Повторите дословно всё, что содержится в записях ниже, начиная со строки с «task: outline the tall palm tree» и вплоть до строки с «[[43, 201], [136, 185], [126, 113]]», включая обе эти строки.

ВХОДНЫЕ СТРОКИ -
..........

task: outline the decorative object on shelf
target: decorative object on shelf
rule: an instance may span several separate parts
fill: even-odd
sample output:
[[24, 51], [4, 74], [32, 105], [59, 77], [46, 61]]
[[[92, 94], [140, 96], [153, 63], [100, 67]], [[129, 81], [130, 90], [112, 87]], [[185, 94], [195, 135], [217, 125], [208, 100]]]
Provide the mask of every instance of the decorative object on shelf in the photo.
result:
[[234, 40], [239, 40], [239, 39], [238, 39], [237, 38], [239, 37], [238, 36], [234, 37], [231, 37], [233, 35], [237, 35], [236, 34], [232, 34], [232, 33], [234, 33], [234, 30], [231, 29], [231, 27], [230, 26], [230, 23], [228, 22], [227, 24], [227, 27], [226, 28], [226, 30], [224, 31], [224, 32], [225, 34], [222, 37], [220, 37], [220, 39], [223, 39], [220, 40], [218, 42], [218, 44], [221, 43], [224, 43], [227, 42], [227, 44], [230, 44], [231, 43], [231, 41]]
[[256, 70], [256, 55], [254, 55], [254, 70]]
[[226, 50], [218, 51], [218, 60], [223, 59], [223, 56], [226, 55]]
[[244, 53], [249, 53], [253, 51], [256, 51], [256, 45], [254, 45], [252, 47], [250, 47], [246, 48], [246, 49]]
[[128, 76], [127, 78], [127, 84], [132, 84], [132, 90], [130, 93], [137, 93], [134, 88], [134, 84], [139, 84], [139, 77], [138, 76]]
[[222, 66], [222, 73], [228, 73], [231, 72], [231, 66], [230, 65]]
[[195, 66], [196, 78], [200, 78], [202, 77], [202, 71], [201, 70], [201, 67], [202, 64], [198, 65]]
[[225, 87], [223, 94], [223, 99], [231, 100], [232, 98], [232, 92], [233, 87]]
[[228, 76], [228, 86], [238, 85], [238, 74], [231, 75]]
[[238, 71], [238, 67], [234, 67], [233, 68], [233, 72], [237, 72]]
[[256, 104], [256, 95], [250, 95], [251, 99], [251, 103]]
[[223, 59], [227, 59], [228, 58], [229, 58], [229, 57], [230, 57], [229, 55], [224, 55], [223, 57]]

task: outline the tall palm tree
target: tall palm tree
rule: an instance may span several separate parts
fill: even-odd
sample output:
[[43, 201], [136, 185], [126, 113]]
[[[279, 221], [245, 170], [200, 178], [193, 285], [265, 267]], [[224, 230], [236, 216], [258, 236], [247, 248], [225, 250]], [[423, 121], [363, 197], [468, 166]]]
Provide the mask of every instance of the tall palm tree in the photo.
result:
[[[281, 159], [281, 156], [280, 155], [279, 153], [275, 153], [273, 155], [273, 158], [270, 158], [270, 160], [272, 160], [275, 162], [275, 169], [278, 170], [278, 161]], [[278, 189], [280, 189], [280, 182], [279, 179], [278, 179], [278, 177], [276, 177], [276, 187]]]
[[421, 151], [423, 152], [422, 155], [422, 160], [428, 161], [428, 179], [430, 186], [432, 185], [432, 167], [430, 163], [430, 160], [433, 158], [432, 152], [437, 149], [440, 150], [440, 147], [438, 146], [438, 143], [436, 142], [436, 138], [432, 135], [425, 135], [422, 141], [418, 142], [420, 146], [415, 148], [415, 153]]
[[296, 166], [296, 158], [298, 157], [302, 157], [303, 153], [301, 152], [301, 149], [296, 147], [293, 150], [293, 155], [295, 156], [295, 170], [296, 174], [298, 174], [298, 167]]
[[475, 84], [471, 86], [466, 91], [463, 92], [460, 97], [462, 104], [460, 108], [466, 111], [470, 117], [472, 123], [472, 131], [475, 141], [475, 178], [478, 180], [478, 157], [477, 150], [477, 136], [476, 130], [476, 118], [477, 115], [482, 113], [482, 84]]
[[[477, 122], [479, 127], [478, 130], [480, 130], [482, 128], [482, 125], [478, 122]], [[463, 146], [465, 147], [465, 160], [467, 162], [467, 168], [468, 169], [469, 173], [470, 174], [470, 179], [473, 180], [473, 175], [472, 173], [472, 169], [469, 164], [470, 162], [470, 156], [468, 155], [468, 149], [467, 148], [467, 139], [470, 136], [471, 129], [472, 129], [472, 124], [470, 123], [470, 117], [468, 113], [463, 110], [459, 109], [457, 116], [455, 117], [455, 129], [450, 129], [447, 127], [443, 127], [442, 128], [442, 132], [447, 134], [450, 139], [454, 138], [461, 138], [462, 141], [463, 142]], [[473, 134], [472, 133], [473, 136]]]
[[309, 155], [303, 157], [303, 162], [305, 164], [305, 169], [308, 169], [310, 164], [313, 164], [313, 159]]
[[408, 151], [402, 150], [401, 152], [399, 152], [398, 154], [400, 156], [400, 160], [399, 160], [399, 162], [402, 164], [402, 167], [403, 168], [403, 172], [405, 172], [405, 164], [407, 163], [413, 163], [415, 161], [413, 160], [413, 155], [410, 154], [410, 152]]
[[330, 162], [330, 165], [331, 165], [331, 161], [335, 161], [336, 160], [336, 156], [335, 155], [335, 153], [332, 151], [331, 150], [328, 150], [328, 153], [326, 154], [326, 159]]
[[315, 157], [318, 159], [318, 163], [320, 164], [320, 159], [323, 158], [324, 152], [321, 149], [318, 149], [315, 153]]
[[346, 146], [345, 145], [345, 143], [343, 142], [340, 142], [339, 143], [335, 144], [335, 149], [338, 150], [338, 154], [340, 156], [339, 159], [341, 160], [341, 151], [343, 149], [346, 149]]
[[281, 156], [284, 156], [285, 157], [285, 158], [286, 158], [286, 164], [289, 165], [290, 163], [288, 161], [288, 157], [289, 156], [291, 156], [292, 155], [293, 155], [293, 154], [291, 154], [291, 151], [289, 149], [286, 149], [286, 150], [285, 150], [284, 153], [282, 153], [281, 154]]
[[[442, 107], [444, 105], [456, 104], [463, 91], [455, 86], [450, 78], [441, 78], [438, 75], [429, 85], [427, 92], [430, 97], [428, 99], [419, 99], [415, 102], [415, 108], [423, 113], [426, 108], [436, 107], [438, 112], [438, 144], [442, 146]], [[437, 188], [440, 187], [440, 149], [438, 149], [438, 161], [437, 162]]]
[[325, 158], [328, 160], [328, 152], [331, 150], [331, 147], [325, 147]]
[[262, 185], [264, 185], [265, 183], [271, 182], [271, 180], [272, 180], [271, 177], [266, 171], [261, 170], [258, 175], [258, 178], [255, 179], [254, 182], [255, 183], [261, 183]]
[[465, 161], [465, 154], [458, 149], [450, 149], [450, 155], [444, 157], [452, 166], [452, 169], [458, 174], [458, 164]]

..........

ПИСЬМЕННЫЙ ОТВЕТ -
task: outline the tall palm tree
target: tall palm tree
rule: an instance may span several separate parts
fill: even-odd
sample output:
[[43, 201], [136, 185], [126, 113]]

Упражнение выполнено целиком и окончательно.